Records of labeled points
********
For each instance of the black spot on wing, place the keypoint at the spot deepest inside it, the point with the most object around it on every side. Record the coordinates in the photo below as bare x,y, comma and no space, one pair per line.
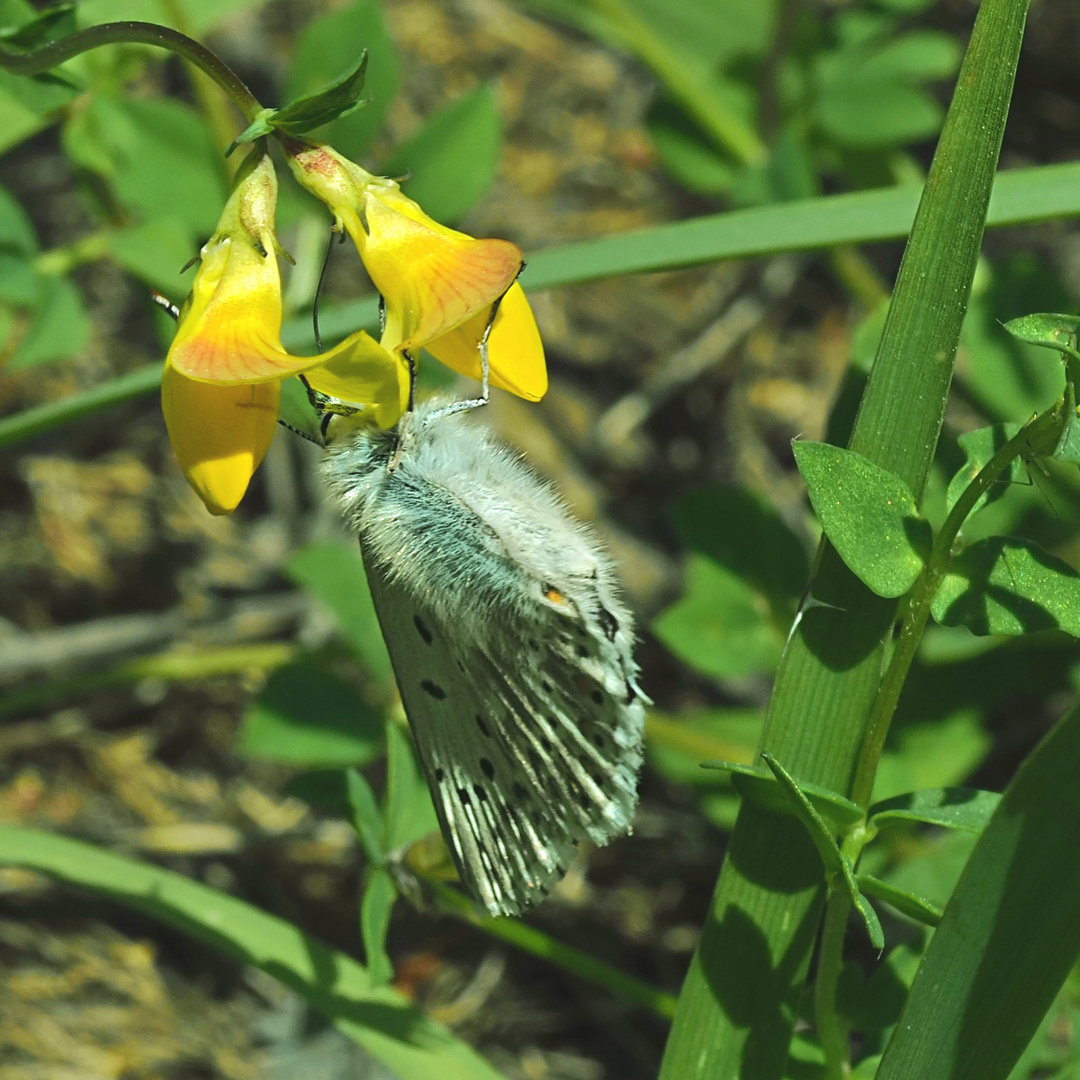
433,688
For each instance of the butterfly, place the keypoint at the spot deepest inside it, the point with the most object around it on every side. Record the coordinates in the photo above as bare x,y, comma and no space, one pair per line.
510,643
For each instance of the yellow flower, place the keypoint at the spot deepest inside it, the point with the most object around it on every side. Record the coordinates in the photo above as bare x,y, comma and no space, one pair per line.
221,386
439,285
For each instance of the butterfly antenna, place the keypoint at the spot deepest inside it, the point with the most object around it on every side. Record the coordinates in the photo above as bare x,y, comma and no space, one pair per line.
164,302
319,291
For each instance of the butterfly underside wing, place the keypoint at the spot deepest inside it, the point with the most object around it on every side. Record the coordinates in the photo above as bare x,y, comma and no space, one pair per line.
510,644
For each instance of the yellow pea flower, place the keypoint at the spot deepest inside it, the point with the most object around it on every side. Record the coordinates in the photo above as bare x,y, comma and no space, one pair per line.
439,285
221,386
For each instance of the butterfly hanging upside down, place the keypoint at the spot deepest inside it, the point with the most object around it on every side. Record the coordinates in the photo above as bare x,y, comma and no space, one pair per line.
510,644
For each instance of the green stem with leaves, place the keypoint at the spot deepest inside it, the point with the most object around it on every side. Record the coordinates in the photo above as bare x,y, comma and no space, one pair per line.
37,61
1042,432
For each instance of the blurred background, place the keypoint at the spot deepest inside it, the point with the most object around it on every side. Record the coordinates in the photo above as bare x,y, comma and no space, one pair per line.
187,689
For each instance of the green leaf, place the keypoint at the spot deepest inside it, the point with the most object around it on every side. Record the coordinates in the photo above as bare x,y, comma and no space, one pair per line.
366,818
409,812
868,95
460,142
322,788
937,753
1011,379
298,414
719,624
309,111
907,903
50,24
375,912
745,535
378,1018
1006,585
963,808
980,446
156,252
19,282
334,572
761,786
1010,933
58,329
157,153
868,514
838,869
16,232
332,43
305,716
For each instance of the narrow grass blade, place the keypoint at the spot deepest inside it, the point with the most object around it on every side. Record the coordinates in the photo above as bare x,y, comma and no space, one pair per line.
379,1018
742,994
1010,933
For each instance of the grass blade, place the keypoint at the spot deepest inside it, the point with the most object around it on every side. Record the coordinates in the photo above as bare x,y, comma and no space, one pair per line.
378,1018
741,996
1010,933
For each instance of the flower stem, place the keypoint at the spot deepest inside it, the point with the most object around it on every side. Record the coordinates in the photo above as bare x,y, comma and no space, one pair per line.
831,1029
36,61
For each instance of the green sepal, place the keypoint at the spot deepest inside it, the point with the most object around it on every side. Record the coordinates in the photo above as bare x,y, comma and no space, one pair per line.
1008,585
366,818
869,515
1068,443
980,446
967,809
759,786
1047,329
907,903
375,912
839,873
309,111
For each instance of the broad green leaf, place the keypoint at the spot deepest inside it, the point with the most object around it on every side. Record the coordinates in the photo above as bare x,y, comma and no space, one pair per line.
677,746
305,716
366,817
323,788
963,808
868,514
931,865
915,907
460,142
1006,585
837,867
378,1018
719,624
408,810
1010,933
760,785
937,753
743,534
58,329
868,94
157,251
334,572
375,912
157,153
333,42
981,445
16,232
19,282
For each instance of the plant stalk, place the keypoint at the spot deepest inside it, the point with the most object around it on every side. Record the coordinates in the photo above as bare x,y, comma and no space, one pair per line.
37,61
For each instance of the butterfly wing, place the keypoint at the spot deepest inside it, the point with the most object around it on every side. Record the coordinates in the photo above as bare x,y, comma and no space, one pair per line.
525,755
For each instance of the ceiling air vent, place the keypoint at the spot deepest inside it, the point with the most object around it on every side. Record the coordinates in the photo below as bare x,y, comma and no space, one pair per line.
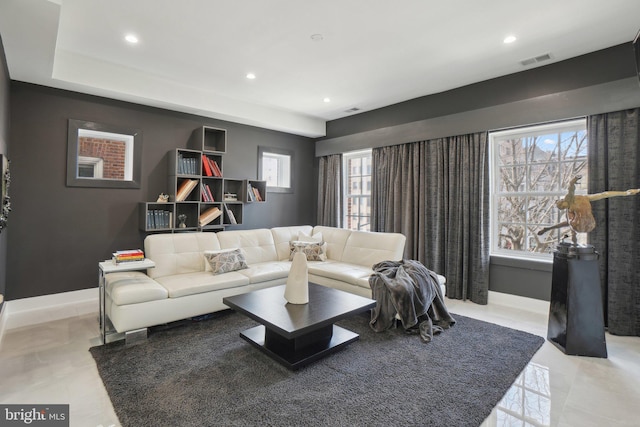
535,60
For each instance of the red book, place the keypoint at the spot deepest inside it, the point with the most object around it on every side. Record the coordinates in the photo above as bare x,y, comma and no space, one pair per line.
205,163
209,193
216,169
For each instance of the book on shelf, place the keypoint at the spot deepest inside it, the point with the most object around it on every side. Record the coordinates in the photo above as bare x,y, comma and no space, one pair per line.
206,166
230,215
185,189
209,193
209,215
251,196
158,218
217,172
257,194
187,165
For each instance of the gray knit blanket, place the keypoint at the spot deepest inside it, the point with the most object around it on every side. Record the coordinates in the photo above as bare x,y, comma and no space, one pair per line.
410,290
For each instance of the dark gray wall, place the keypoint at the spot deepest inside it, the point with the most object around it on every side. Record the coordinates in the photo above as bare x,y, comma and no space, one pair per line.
595,83
59,234
4,137
591,70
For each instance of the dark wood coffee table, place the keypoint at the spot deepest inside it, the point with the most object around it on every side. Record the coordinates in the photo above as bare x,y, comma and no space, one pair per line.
298,334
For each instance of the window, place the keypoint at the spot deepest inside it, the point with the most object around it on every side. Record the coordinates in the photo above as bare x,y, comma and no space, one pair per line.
275,167
531,169
90,167
357,190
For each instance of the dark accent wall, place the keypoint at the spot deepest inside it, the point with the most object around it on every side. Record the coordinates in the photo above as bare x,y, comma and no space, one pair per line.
59,234
595,83
4,137
600,67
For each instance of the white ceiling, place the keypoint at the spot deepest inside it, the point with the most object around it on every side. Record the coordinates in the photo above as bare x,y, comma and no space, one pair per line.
193,55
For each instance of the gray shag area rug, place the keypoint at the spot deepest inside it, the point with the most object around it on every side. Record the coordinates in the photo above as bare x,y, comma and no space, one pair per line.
203,374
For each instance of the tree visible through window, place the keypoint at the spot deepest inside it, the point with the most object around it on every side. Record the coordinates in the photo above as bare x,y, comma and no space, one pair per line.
531,169
357,191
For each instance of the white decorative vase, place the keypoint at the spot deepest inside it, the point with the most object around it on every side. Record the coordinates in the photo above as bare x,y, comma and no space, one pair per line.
297,289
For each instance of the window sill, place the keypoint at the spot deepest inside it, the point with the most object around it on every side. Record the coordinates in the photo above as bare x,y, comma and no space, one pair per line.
529,264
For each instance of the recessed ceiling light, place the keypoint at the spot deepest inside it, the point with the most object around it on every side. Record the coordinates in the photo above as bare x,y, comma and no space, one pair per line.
131,38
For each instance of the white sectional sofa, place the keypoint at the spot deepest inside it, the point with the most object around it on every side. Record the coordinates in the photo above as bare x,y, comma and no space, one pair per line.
183,285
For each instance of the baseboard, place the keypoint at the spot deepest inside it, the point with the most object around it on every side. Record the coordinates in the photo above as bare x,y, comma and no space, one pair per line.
522,303
46,308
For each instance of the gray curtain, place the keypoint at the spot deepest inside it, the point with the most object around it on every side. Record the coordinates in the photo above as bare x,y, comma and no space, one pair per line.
330,191
614,164
436,193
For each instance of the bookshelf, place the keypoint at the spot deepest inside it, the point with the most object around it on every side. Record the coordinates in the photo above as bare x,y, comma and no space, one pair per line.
198,189
256,191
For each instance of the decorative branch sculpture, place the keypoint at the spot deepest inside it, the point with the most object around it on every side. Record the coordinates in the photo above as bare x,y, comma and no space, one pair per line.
579,216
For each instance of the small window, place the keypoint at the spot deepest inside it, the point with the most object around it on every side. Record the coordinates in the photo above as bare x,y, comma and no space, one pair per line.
90,167
357,190
531,169
275,166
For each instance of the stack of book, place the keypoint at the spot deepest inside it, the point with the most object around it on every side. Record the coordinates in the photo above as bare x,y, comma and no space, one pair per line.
128,256
253,194
211,167
209,215
185,189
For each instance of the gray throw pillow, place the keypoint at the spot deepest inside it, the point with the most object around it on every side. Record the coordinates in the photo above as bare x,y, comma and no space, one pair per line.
315,251
226,260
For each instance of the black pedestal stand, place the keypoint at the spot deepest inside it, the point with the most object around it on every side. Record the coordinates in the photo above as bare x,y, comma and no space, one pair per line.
576,318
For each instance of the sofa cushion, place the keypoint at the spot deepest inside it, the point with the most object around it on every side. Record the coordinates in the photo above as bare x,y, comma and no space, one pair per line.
314,251
367,248
306,237
132,287
267,271
283,235
185,284
336,239
354,274
178,253
225,260
258,245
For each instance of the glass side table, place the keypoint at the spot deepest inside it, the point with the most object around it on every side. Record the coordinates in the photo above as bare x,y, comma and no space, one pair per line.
109,266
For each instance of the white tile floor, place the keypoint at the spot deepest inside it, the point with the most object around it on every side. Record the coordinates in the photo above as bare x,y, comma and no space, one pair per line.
49,363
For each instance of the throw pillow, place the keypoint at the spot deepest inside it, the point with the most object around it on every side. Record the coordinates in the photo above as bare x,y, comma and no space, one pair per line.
303,237
314,251
226,260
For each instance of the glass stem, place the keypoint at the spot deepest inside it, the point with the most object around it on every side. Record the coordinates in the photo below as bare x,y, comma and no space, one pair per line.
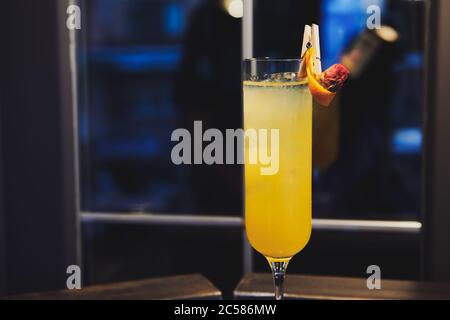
278,267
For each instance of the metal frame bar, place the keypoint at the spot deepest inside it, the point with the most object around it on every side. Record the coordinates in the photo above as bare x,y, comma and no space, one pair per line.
238,222
405,227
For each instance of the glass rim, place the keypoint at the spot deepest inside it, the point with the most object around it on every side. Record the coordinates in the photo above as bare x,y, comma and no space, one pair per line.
271,59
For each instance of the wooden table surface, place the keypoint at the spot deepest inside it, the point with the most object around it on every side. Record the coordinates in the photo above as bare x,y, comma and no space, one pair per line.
193,286
260,286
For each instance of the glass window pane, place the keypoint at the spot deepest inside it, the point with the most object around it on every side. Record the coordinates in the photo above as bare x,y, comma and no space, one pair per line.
148,67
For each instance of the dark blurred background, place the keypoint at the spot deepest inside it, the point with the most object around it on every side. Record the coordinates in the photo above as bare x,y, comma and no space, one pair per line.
146,67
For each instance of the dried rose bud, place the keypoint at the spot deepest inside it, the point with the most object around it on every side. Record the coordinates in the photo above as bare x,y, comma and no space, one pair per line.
334,77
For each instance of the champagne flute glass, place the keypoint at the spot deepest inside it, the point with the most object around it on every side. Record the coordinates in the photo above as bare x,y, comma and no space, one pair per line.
277,202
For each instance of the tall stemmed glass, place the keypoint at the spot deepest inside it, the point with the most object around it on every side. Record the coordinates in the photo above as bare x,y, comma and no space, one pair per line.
277,202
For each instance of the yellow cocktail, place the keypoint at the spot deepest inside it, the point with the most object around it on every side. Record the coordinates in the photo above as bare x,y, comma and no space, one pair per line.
278,206
278,200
********
■ **Problem description**: Rewrite everything from the line containing "For each instance of the glass window" down to the end of the records, with every line and request included, and add 89 to each number in the coordinates.

■ **Finished exercise**:
For each instance of the glass window pane, place the keypoint at the spot deepest inside it, the point with the most object around it on every side. Record the coordinates in the photo above as bare x,y, comma and no space, one pair per line.
237,156
For each instance of the dark blurred background, place the keypoint at the spot deepest inside it, the point with the most object around it on every side. Record the coordinates in the photo above as bare x,y, comma and no space, one pair per line.
235,156
For each instance of the dried rose bud, place the keypoint at the spot deepest inside it, the point with the most object around it on every side. Record the coordinates in the photo above as bare x,y, comma and no space, one pair per line.
423,166
For each instance of the champagne flute glass, place the keypoint at the spot deepest inside it, the point with the most object around it on every side. Record the coordinates in the photo above as bare x,y, comma and no space, one pair per line.
366,291
For each instance of the tall stemmed glass, place the keypoint at the spot deepest inside it, the point with the most object around it on every side. Record the coordinates in the photo above as bare x,y, comma and no space, one pair per line.
366,291
For each instance of the yellow cocktail, place the keypoint at the spot deepest inside it, the point with the most object around it on every side. Record the coordinates in the photo above as bare x,y, comma and no space, one pair per line.
367,295
367,289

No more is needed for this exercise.